Saved data entries
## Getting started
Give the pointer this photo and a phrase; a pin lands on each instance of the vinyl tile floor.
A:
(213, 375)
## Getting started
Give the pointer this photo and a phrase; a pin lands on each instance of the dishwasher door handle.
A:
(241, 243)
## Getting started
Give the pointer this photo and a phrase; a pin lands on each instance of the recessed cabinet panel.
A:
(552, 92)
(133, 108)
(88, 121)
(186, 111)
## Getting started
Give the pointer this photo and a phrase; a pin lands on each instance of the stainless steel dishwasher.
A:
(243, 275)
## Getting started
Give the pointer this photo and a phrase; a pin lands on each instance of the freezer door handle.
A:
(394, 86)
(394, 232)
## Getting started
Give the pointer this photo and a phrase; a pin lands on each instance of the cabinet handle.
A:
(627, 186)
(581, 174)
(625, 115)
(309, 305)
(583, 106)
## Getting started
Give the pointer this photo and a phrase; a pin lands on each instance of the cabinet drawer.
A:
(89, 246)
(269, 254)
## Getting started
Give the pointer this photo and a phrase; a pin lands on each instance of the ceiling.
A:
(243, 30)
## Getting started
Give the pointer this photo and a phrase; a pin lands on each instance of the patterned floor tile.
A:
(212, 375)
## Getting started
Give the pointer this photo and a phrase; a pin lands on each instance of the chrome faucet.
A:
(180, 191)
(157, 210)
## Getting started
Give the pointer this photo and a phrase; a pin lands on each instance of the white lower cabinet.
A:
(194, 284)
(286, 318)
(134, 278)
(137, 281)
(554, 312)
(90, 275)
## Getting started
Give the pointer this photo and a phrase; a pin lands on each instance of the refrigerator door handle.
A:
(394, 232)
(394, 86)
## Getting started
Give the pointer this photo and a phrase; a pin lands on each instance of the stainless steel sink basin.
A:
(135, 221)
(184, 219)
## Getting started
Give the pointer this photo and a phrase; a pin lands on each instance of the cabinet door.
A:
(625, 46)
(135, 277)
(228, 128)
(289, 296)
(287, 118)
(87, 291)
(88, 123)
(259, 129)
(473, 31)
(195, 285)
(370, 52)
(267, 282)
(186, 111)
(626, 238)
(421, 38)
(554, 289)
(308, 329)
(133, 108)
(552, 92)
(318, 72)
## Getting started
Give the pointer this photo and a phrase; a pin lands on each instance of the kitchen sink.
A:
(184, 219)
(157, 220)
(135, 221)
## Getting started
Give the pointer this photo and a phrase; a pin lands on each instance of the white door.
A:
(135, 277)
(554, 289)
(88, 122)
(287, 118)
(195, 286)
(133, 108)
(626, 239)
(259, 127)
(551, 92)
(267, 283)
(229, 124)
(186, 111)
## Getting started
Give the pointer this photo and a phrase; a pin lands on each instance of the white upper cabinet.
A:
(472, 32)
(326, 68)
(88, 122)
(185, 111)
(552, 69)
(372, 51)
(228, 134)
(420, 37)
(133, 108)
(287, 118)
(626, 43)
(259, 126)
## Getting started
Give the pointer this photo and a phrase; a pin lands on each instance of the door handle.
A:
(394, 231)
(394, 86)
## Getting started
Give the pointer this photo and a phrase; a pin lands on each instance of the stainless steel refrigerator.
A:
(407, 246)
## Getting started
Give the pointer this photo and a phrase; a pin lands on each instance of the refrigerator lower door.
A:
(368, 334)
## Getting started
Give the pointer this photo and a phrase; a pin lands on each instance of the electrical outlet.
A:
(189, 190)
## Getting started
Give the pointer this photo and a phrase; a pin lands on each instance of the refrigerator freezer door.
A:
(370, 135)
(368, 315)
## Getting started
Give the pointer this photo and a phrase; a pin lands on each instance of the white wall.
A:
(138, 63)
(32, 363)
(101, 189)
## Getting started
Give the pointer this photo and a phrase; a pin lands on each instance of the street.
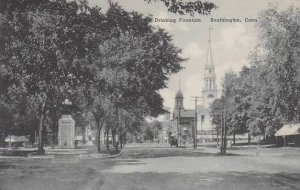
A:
(164, 168)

■ **What this task involves**:
Show, from the records above, every line that includes "refrigerator".

■ **Response to the task**:
Give the pointer this photo and a phrase; a pin lands on each instance of the refrigerator door handle.
Give the pointer this photo and a phrase; a pin lands on each instance of the stainless steel refrigerator.
Give the pointer this photo and a phrase; a pin lands on each instance of the refrigerator lower door.
Give the pointer this photo and a phrase; a pin lands on each instance of the refrigerator freezer door.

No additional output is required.